WORK INSTRUCTION: What is the number of lines in the entries that contain the word "below"? Reply with that number only.

[Opening DATASET EXTRACT section]

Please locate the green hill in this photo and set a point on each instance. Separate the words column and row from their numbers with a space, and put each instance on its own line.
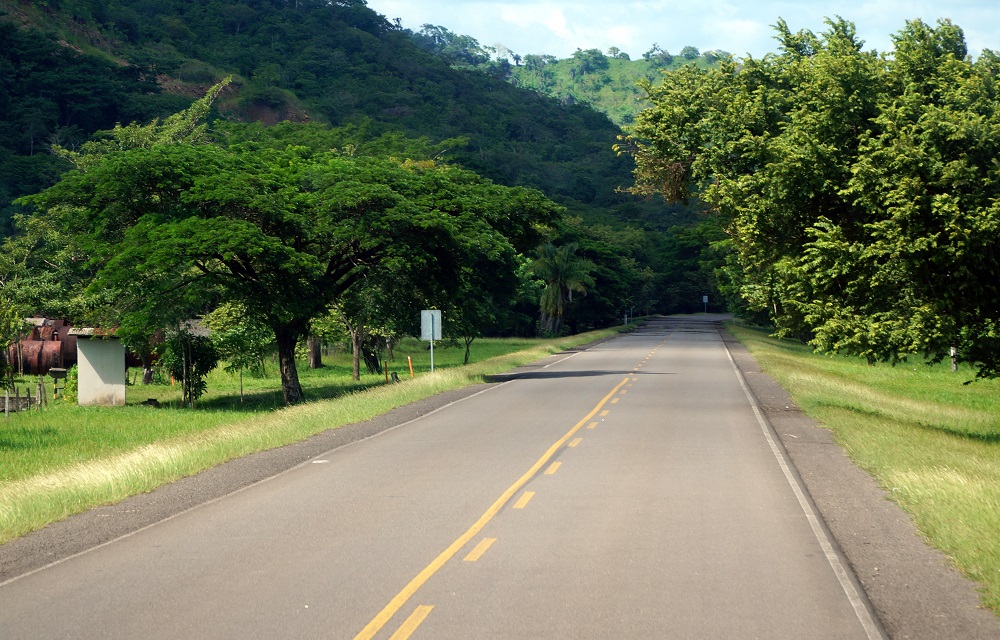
column 69, row 69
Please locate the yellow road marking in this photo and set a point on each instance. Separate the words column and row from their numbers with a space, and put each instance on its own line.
column 421, row 578
column 525, row 498
column 480, row 549
column 412, row 623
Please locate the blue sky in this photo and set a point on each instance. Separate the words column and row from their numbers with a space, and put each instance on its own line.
column 559, row 27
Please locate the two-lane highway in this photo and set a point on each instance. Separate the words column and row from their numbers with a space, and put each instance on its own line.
column 627, row 491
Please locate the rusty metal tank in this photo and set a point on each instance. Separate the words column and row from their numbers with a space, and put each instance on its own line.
column 48, row 346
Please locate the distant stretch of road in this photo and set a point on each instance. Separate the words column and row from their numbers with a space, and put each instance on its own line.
column 629, row 490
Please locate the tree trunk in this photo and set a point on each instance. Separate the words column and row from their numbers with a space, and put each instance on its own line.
column 370, row 353
column 147, row 369
column 468, row 347
column 290, row 387
column 315, row 352
column 356, row 339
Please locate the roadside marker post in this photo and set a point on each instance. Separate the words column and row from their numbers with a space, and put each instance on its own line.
column 430, row 329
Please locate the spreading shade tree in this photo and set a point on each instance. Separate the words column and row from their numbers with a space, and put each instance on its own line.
column 177, row 228
column 861, row 192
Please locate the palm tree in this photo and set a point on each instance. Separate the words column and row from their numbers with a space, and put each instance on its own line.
column 563, row 272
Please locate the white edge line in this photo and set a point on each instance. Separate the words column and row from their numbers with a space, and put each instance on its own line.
column 241, row 489
column 562, row 359
column 864, row 616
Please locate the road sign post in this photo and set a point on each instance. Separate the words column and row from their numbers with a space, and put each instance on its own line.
column 430, row 328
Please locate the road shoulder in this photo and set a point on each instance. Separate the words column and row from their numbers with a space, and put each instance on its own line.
column 915, row 589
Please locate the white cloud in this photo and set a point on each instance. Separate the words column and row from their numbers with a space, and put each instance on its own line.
column 559, row 27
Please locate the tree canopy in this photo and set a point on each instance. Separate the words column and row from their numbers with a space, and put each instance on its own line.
column 860, row 190
column 177, row 228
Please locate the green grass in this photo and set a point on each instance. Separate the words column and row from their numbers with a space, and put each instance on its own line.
column 932, row 442
column 66, row 459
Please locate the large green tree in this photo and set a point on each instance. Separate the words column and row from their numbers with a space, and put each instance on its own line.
column 175, row 228
column 860, row 190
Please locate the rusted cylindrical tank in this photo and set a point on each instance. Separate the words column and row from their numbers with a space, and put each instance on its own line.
column 36, row 357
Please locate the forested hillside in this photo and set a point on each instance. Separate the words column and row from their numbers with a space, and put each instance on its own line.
column 610, row 83
column 72, row 68
column 861, row 192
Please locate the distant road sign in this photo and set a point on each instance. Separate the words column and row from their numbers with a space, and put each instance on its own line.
column 430, row 324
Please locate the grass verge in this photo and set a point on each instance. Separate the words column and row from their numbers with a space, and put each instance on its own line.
column 67, row 459
column 932, row 442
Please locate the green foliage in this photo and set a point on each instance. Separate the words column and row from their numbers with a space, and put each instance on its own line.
column 860, row 191
column 189, row 359
column 368, row 88
column 72, row 388
column 12, row 328
column 609, row 83
column 563, row 273
column 239, row 341
column 173, row 229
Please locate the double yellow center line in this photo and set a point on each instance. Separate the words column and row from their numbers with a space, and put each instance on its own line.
column 383, row 617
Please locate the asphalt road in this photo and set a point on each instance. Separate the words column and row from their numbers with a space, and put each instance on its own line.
column 635, row 489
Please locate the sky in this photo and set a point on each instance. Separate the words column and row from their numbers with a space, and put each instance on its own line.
column 741, row 27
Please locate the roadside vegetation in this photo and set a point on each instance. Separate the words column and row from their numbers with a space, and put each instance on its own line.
column 930, row 440
column 67, row 459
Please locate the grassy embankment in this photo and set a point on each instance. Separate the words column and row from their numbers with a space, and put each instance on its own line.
column 932, row 442
column 66, row 459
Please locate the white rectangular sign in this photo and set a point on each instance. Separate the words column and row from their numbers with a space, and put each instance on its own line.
column 430, row 324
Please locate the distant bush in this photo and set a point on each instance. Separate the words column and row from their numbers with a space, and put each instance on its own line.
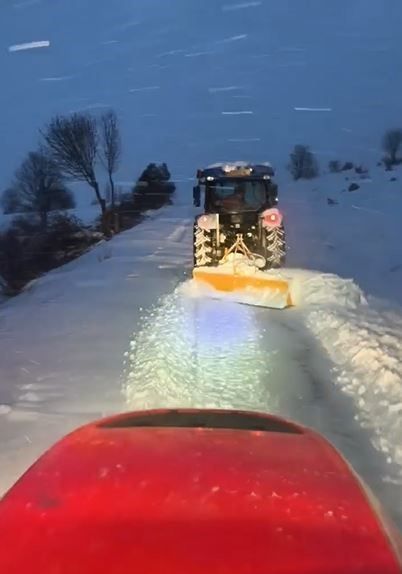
column 38, row 187
column 154, row 188
column 303, row 164
column 347, row 166
column 361, row 170
column 27, row 250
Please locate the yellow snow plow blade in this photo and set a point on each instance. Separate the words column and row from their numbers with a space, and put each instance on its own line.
column 261, row 289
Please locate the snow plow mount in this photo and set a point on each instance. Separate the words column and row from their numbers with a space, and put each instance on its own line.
column 238, row 274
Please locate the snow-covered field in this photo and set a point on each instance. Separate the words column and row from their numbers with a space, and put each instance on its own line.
column 193, row 85
column 333, row 362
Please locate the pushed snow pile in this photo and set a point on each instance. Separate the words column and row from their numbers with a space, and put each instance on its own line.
column 366, row 349
column 239, row 281
column 302, row 288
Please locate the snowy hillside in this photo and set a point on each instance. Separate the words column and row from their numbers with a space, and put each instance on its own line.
column 123, row 327
column 194, row 82
column 332, row 363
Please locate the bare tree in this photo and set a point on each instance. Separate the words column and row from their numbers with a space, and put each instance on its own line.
column 111, row 148
column 39, row 187
column 391, row 143
column 73, row 143
column 303, row 164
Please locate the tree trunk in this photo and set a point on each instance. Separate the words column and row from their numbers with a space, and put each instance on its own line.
column 100, row 199
column 43, row 219
column 102, row 203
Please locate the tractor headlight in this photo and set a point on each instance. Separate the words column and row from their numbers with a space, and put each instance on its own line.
column 271, row 218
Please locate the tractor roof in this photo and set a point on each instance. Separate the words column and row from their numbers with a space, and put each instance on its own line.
column 236, row 169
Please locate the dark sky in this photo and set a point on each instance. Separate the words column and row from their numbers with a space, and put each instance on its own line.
column 198, row 81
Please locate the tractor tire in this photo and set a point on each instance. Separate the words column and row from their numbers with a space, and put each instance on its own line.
column 203, row 247
column 275, row 247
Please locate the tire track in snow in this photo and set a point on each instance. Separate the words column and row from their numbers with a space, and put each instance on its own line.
column 205, row 353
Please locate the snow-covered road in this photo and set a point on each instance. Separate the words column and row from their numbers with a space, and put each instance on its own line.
column 332, row 363
column 197, row 352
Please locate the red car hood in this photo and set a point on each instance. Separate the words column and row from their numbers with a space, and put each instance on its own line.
column 112, row 498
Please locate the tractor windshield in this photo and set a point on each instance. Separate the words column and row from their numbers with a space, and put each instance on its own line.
column 233, row 195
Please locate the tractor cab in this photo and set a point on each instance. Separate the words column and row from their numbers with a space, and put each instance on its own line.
column 239, row 212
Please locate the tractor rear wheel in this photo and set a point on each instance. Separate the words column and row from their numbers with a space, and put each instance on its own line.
column 275, row 247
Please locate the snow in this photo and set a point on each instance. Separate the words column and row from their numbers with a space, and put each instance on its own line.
column 124, row 327
column 334, row 361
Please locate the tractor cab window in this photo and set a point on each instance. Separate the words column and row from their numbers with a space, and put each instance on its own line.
column 237, row 195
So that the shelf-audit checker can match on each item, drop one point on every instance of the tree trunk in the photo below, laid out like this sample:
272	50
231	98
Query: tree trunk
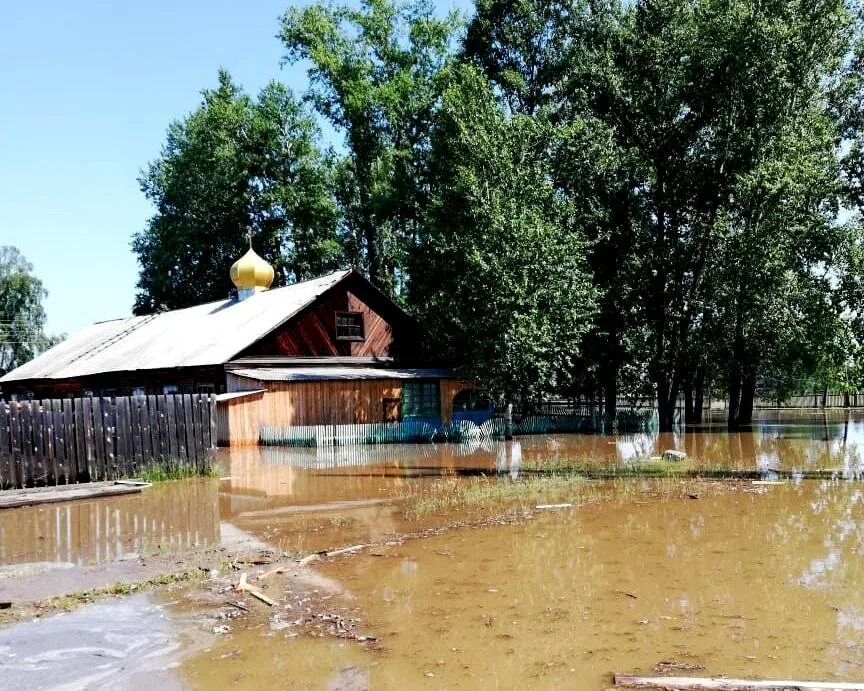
699	395
748	394
666	397
734	397
610	389
689	410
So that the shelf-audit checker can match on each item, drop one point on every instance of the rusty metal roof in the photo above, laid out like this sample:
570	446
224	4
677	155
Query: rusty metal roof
334	373
209	334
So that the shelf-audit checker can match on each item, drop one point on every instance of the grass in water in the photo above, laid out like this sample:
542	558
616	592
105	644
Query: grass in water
175	469
492	492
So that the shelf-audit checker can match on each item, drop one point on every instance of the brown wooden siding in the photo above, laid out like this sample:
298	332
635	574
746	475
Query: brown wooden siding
286	404
312	333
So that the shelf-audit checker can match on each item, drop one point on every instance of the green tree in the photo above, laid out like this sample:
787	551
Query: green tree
232	164
499	278
372	73
22	317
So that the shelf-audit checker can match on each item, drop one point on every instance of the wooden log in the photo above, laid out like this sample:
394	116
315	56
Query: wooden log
153	415
86	431
723	684
135	432
109	430
196	430
101	470
162	417
146	439
211	408
189	433
50	495
244	587
121	434
171	425
5	449
70	468
180	426
25	412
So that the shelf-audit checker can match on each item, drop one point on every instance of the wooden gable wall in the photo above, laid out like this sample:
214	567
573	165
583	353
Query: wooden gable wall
312	333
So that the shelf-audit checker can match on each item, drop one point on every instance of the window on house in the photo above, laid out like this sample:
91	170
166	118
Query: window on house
349	326
421	399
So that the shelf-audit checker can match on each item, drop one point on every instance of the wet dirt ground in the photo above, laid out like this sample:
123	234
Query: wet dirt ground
746	580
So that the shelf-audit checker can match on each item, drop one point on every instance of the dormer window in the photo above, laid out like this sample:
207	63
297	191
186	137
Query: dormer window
349	326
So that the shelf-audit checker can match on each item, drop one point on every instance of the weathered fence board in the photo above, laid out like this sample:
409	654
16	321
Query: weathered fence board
58	442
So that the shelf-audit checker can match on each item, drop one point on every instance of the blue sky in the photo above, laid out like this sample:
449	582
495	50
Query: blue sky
88	90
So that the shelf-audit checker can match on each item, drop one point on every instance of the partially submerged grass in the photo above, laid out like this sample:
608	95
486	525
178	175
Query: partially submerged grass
72	601
165	469
647	467
575	485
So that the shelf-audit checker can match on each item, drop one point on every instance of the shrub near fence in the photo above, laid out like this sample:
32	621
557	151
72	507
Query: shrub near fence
69	440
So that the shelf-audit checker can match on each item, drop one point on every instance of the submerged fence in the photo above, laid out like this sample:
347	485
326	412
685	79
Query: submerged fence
414	431
69	440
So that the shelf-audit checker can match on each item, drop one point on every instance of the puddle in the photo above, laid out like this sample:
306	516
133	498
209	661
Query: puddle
170	517
763	583
757	581
89	648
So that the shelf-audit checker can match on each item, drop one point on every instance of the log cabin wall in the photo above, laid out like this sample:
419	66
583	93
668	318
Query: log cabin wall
339	402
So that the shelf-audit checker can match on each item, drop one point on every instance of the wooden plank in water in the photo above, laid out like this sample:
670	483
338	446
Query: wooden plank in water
723	684
51	495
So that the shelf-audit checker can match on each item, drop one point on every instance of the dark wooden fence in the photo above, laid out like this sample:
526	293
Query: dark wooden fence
69	440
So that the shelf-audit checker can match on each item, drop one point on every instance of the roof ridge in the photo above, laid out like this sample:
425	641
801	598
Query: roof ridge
111	340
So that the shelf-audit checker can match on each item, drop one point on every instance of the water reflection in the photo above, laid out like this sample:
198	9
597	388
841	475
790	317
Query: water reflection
170	517
756	582
269	487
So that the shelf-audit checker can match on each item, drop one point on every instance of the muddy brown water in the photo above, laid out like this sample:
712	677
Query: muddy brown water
760	583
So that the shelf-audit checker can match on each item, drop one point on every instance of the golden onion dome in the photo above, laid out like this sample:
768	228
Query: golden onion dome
251	273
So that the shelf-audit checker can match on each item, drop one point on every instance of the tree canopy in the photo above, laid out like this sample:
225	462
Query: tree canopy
236	163
22	317
574	197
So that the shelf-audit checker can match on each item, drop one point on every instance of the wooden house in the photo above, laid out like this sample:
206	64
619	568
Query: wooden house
329	351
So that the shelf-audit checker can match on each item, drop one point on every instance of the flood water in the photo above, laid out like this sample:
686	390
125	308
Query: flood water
745	580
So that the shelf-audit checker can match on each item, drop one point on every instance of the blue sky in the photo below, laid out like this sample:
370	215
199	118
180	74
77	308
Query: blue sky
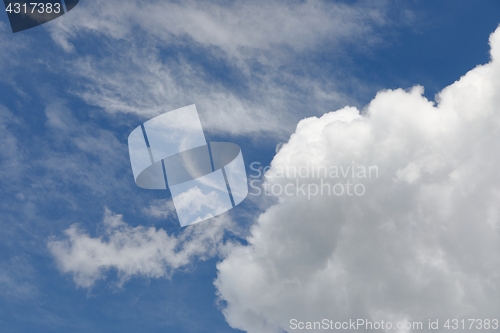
73	89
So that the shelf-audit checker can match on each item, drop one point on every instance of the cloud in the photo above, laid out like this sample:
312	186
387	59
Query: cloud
236	60
133	251
421	243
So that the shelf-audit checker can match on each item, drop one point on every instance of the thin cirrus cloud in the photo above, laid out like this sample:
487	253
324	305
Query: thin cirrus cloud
423	241
256	42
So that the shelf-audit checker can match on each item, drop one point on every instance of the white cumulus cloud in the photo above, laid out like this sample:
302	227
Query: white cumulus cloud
133	251
422	243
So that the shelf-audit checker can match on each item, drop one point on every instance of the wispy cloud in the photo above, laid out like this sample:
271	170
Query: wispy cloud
421	243
236	60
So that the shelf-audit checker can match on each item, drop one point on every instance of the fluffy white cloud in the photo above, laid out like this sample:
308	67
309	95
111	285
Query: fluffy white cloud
422	243
133	250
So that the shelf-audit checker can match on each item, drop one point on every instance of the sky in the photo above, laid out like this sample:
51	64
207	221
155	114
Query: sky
411	88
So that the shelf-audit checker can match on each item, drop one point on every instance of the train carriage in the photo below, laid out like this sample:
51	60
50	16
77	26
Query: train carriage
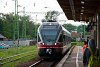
52	37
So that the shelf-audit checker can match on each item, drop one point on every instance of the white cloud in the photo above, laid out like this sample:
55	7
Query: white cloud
34	6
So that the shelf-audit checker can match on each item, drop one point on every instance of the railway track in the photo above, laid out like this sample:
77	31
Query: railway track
46	63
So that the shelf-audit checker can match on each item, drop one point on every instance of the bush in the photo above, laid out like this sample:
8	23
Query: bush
74	43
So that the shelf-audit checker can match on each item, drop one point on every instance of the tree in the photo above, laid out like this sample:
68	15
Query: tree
51	15
81	30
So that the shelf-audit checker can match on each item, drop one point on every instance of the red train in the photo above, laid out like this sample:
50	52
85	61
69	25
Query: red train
52	39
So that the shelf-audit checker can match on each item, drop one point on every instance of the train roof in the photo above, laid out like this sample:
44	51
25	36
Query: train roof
66	32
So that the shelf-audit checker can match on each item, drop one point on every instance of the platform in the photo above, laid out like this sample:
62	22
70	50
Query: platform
74	59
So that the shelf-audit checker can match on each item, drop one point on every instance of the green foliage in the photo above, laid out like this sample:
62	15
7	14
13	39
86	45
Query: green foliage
8	25
18	50
70	27
51	15
77	43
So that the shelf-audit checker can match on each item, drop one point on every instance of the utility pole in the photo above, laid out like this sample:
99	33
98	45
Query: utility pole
24	24
15	22
17	18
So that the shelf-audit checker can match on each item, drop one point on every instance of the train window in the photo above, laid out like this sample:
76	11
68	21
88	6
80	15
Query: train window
61	38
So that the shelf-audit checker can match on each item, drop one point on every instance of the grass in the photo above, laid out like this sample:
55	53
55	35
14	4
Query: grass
12	51
17	50
77	43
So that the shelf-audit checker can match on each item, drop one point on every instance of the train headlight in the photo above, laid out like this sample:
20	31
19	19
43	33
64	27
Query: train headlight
55	43
42	43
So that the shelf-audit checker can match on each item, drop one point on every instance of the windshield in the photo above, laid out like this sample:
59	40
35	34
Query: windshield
49	36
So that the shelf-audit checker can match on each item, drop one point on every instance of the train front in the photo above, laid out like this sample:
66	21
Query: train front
48	40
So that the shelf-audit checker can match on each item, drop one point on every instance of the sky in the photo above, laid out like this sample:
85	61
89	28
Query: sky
8	6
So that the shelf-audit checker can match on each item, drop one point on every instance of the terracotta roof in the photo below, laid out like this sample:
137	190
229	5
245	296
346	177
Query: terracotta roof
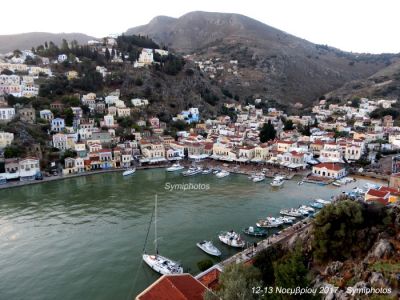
392	191
177	287
379	200
330	166
377	193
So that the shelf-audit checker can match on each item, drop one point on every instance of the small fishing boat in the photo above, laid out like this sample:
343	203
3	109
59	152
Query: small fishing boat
277	181
209	248
307	208
255	231
232	239
192	171
206	171
216	171
258	178
129	171
269	223
175	167
323	201
222	174
287	220
292	212
317	205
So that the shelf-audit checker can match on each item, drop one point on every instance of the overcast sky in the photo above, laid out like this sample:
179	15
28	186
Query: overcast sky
352	25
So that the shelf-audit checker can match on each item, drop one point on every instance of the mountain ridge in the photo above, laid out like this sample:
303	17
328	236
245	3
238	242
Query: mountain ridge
22	41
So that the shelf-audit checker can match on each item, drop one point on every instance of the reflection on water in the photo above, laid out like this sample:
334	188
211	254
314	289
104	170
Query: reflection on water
82	238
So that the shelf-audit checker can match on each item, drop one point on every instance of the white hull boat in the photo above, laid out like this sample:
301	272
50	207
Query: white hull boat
277	181
222	174
175	167
232	239
258	178
206	171
322	201
209	248
162	265
129	172
192	171
290	212
307	208
268	224
158	263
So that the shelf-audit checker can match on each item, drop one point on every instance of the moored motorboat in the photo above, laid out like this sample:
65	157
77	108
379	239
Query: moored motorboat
209	248
287	220
269	223
162	265
175	167
192	171
258	178
232	239
307	208
129	171
277	181
317	205
222	174
322	201
255	231
206	171
290	212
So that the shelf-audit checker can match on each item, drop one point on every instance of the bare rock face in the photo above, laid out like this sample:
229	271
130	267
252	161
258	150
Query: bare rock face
333	268
377	280
382	248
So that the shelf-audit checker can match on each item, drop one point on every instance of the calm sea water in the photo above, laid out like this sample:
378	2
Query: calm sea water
82	238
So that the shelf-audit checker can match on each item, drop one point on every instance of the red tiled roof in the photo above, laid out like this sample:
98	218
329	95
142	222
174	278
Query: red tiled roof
377	193
330	166
379	200
392	191
176	287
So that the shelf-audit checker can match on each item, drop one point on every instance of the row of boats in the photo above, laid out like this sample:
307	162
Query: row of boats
195	170
164	265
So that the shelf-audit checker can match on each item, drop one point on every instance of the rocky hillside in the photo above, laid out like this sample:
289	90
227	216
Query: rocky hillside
32	39
272	64
385	83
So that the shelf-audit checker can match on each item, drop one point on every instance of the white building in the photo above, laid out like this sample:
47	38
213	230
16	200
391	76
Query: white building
6	114
6	139
46	114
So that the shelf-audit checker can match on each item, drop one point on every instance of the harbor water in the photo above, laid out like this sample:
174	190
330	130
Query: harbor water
82	238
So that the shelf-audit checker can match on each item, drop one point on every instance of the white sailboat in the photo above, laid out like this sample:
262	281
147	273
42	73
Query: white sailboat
158	263
129	171
222	174
175	167
277	181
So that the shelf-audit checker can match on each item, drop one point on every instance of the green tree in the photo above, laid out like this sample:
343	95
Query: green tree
267	132
236	283
12	151
335	229
288	125
69	117
291	272
264	261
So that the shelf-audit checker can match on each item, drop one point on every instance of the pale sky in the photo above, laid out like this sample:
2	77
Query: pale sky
352	25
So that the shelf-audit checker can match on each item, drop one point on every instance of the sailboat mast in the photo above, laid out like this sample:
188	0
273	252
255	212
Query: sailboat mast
155	225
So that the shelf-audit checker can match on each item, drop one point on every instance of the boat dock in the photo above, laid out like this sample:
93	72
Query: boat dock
283	236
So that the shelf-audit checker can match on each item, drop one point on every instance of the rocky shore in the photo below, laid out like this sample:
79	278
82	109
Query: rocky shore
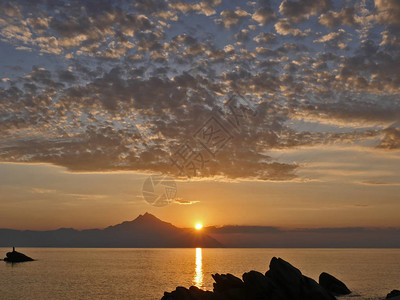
281	282
16	256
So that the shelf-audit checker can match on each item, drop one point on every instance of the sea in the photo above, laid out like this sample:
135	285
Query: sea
144	274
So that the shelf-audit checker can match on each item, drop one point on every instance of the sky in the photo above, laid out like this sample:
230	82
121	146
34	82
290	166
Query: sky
273	112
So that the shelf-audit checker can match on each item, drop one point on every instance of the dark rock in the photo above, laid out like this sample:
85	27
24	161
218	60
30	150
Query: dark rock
287	277
333	284
15	256
392	294
311	290
258	286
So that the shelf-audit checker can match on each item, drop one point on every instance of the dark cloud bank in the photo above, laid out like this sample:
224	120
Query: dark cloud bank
135	80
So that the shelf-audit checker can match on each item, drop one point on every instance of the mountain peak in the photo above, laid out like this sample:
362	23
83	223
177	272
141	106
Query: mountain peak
147	217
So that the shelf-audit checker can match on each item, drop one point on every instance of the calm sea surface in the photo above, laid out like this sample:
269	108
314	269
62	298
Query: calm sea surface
144	274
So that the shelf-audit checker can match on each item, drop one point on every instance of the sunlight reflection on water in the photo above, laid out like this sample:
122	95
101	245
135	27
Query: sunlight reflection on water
198	275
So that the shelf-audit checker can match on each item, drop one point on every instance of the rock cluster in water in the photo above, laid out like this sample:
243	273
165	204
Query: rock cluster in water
16	256
281	282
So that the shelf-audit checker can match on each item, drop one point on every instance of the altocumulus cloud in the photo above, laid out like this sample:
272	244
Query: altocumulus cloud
134	80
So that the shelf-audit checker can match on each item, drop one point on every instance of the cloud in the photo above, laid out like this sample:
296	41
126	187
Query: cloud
230	18
298	11
285	27
388	12
334	19
184	202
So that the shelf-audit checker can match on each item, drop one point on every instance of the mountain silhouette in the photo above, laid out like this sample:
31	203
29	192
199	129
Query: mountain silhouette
146	231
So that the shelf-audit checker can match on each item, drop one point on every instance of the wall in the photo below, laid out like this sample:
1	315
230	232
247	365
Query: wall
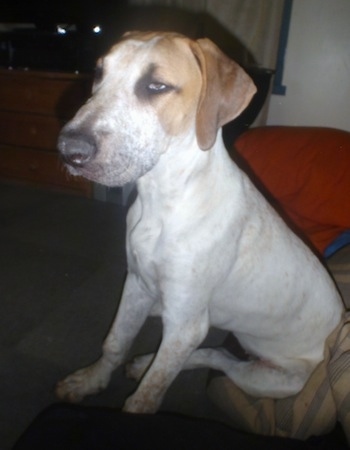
317	67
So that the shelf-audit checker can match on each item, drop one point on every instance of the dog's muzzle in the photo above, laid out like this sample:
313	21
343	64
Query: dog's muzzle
76	148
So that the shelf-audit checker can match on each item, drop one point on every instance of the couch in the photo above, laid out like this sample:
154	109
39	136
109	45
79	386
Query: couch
305	172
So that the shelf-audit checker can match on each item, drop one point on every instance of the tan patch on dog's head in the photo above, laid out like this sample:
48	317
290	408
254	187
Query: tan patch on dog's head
189	77
171	82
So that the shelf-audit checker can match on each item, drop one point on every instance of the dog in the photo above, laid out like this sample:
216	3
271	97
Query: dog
204	247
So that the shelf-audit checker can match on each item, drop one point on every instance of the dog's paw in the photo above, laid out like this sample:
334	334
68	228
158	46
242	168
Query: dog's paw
136	368
81	383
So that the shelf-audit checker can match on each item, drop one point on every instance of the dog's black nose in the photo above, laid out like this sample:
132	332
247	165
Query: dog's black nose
76	148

[Closing DATASET EXTRACT section]

FINISHED EXERCISE: 6